(Extracted records)
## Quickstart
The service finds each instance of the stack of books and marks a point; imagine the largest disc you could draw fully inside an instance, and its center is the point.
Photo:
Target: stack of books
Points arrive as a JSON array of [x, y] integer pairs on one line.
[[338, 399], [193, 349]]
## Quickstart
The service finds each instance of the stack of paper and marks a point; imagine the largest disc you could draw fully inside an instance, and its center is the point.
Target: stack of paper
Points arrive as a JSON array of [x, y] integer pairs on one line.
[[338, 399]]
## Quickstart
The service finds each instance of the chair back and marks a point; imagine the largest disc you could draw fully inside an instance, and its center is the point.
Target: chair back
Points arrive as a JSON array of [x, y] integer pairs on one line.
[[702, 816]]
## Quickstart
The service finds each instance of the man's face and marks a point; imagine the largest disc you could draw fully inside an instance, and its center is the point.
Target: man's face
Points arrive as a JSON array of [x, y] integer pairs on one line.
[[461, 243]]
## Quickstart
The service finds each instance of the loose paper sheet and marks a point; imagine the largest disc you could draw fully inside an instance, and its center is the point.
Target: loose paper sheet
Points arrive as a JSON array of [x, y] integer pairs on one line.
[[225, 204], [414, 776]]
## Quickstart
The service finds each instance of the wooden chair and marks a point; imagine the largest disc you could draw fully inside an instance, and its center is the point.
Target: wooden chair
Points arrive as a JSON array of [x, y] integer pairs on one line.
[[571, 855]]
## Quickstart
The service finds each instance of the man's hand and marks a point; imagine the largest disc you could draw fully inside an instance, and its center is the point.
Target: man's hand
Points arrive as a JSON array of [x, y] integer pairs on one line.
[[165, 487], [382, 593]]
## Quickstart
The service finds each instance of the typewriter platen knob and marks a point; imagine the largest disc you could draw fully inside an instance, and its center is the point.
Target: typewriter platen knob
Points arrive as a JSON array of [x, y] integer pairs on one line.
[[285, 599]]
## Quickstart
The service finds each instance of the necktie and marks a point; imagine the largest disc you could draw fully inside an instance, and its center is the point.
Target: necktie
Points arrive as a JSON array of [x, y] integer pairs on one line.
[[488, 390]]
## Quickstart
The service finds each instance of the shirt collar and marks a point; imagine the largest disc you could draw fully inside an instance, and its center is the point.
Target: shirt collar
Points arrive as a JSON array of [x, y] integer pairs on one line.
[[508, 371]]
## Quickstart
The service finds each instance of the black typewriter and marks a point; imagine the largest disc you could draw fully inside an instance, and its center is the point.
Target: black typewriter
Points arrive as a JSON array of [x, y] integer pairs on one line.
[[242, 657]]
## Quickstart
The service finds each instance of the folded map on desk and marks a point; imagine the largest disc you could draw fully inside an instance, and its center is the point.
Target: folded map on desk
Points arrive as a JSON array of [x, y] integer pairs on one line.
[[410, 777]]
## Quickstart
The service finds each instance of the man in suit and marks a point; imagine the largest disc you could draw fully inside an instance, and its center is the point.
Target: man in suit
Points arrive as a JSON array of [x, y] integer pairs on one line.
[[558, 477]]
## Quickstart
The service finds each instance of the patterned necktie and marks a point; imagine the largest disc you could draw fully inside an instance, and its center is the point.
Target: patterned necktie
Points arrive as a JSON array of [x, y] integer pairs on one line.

> _Task brief_
Copy every entry exactly.

> _Task solution_
## Quickstart
The service finds each instance of the stack of books and marks a point; imagine the largest disc you could draw fully inside an instance, and its center is the point.
Photo:
Target: stack of books
Points arrive as a JSON array of [x, y] integer pairs on one line.
[[338, 399], [193, 349]]
## Quickstart
The service finds each instance of the stack of paper and marks a point; imagine the largest disc you could draw fully inside an instance, and its center is the point.
Target: stack of paper
Points arrive as a JSON array of [x, y] integer pairs on one line.
[[338, 399]]
## Quickstart
The service finds each instance of the chair back and marks a point; imagine the largest disc you could draw fully inside an instance, and its center is the point.
Target: chair back
Points arrive as a JSON array of [x, y] integer pairs on one line.
[[702, 816]]
## Quickstart
The service finds each instance of the man's face and marks a point; imagine the largest disc you could draw fully inside an instance, and its center is the point.
Target: man's face
Points arrive as a JSON array of [x, y] integer pairs on one line.
[[461, 243]]
## Quickstart
The service finds each instance of the loose paper sheet and marks a point; imagine the largest disc you could draw fully inside an instance, and its center is the point.
Target: loose paper sheet
Points arrive as a JSON array of [x, y] integer pairs on one line.
[[225, 204], [414, 776]]
## Quickstart
The service finds each instance of the wooden chair and marks a point; imagine the largest disc you could draw fully inside an instance, and its center is the point.
Target: wooden chair
Points arrive as a JSON array of [x, y] integer pairs on one line.
[[571, 855]]
## Quickstart
The service finds each instance of the man's hand and marks a point; imagine the largest disc you could draw fully inside an instance, and its center is the point.
Target: man's hand
Points arrive as a JSON array of [x, y] integer pairs on one line.
[[165, 487], [382, 593]]
## Quickstart
The service finds each instance of the typewriter platen knob and marks a point; imagine the largest disc you could draw fully inside an instance, and its center is the point.
Target: typewriter platen knob
Points arrive as a JSON array of [x, y] integer pairs on one line.
[[285, 599]]
## Quickstart
The service finds each instance of the necktie and marks a point; imagine the largest disc you could draw fully inside an instance, and its center is the point.
Target: necktie
Points arrive as a JSON array of [x, y] integer pairs on one line.
[[488, 390]]
## Quickstart
The service finds each instance of the shirt collar and marks a point; imagine the largest disc you could draw fully inside an instance, and its center is the point.
Target: shirt collar
Points arrive as a JSON array of [x, y] integer pairs on one line.
[[508, 371]]
## Quickstart
The service finds each instance of the black typewriter and marks a point; imagine the largest disc you could draw fully inside an instance, and its center is the point.
Target: black typewriter
Points arrive as a JSON array of [x, y] integer pairs on one line.
[[242, 657]]
## Quickstart
The service finds each instance of the folded map on desk and marks a point; imagine the largest disc you could draw fully inside an instance, and its center is the point.
Target: folded map on desk
Points arrive as a JSON array of [x, y] integer pairs on one line.
[[410, 777]]
## Quickstart
The service finds each instance of the man in suit and marks a point; imagine the largest disc you could draw fully inside an instance, and its center is the point.
Target: man in suit
Points arrive as a JSON array of [x, y] integer pairs on one line.
[[558, 477]]
## Quickstart
The service finds each instance of the patterned necktie and marks a point; imagine the largest disc you could draw fully inside an instance, and its center is the point.
Target: patterned necktie
Points arrive as a JSON array of [x, y] integer pairs on one line.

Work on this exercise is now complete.